→ **What to do**
Write down each entry again, exactly as it reads.

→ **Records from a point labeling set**
====

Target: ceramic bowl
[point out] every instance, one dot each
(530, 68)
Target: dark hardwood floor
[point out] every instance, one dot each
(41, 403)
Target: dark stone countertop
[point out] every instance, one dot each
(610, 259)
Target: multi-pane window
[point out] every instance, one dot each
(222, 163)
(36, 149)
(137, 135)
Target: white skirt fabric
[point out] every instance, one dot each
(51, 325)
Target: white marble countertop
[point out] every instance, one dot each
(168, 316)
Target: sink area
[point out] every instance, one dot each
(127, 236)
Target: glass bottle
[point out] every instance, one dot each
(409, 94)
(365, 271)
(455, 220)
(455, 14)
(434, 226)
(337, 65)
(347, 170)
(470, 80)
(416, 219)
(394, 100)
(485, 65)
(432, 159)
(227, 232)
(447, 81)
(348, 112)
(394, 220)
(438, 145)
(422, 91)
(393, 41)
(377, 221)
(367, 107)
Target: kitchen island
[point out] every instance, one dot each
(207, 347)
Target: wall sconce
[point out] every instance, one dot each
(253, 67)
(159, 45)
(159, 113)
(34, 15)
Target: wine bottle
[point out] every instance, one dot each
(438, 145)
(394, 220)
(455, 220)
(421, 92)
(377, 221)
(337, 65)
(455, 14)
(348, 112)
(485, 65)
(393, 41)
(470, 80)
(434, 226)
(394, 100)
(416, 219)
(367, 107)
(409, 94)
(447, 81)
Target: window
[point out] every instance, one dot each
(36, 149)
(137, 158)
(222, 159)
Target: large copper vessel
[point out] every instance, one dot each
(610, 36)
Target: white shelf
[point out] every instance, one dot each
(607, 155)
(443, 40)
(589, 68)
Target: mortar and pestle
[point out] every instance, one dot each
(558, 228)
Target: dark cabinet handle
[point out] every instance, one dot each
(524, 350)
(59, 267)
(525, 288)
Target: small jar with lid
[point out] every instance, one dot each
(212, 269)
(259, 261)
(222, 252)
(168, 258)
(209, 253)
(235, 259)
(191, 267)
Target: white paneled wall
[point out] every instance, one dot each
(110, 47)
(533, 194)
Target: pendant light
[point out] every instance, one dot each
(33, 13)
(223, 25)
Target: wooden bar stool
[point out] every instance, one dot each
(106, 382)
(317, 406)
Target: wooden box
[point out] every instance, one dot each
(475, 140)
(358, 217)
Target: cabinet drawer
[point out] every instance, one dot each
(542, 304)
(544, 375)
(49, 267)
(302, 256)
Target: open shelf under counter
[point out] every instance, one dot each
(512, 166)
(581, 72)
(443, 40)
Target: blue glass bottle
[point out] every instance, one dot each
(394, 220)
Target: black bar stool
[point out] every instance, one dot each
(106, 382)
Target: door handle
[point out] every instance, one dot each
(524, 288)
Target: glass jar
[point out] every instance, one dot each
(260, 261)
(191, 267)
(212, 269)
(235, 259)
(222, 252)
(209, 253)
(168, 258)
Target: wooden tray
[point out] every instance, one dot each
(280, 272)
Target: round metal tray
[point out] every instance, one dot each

====

→ **Task answer**
Target: ceramic bowl
[point out] every instance, one dot each
(530, 68)
Target: dark hardwood floor
[point out] every instance, one dot each
(41, 403)
Target: dark stone countertop
[point out] every instance, one dot each
(610, 259)
Target: multi-pane window
[point out] every instance, one dot each
(222, 163)
(36, 149)
(137, 135)
Target: white skirt fabric
[point out] every instance, one dot each
(51, 325)
Target: white marble countertop
[point out] every instance, one dot each
(168, 316)
Target: sink area
[point out] every instance, one dot each
(127, 236)
Target: glass bottle
[point out] every instance, one dot each
(409, 94)
(365, 271)
(455, 220)
(455, 14)
(434, 226)
(337, 65)
(347, 170)
(470, 80)
(416, 219)
(394, 100)
(485, 65)
(432, 159)
(227, 232)
(447, 81)
(348, 112)
(394, 220)
(438, 145)
(422, 91)
(393, 41)
(377, 221)
(367, 107)
Target: kitchen island
[point out] every instance, one dot each
(207, 347)
Target: wall sconce
[point out] every instance, one dot each
(253, 67)
(159, 45)
(159, 113)
(34, 15)
Target: wine bottle
[point out] every instance, one dot each
(438, 145)
(394, 220)
(455, 220)
(421, 92)
(377, 221)
(337, 65)
(455, 14)
(348, 112)
(485, 65)
(393, 41)
(470, 80)
(434, 226)
(394, 100)
(416, 219)
(367, 107)
(409, 94)
(447, 81)
Target: window
[point out] every instance, one dot each
(36, 149)
(137, 158)
(222, 159)
Target: large copper vessel
[point out] every instance, one dot each
(610, 36)
Target: white shelf
[point out] every instance, one dot each
(607, 155)
(443, 40)
(589, 68)
Target: mortar and pestle
[point out] every instance, one dot each
(558, 228)
Target: dark cabinet handle
[point out] every instance, one dot each
(524, 350)
(59, 267)
(525, 288)
Target: small jar with lid
[point out] every instance, one dot each
(212, 269)
(259, 261)
(222, 252)
(168, 258)
(209, 253)
(235, 259)
(191, 267)
Target: white paneled wall
[point out] every instance, one dot each
(110, 47)
(533, 194)
Target: pendant light
[point out] every instance, one dot each
(33, 13)
(223, 25)
Target: wooden bar stool
[point out] every instance, one dot each
(106, 382)
(317, 406)
Target: wooden box
[point out] every instance, one dot each
(475, 140)
(358, 217)
Target: cabinet drawer
[point out] every instance, one dot each
(542, 304)
(544, 375)
(49, 267)
(302, 256)
Target: open shelf under counter
[point out] every instance, one dot each
(512, 166)
(581, 72)
(443, 40)
Target: blue glass bottle
[point out] every instance, one dot each
(394, 220)
Target: black bar stool
[point out] every instance, one dot each
(106, 382)
Target: door handle
[point out] every instance, one dot each
(524, 288)
Target: glass jar
[point out] every instance, one dot each
(260, 261)
(191, 267)
(212, 269)
(235, 259)
(222, 252)
(209, 253)
(168, 258)
Target: wooden tray
[point out] every instance, one dot each
(280, 272)
Target: round metal tray
[point out] every instance, one dot each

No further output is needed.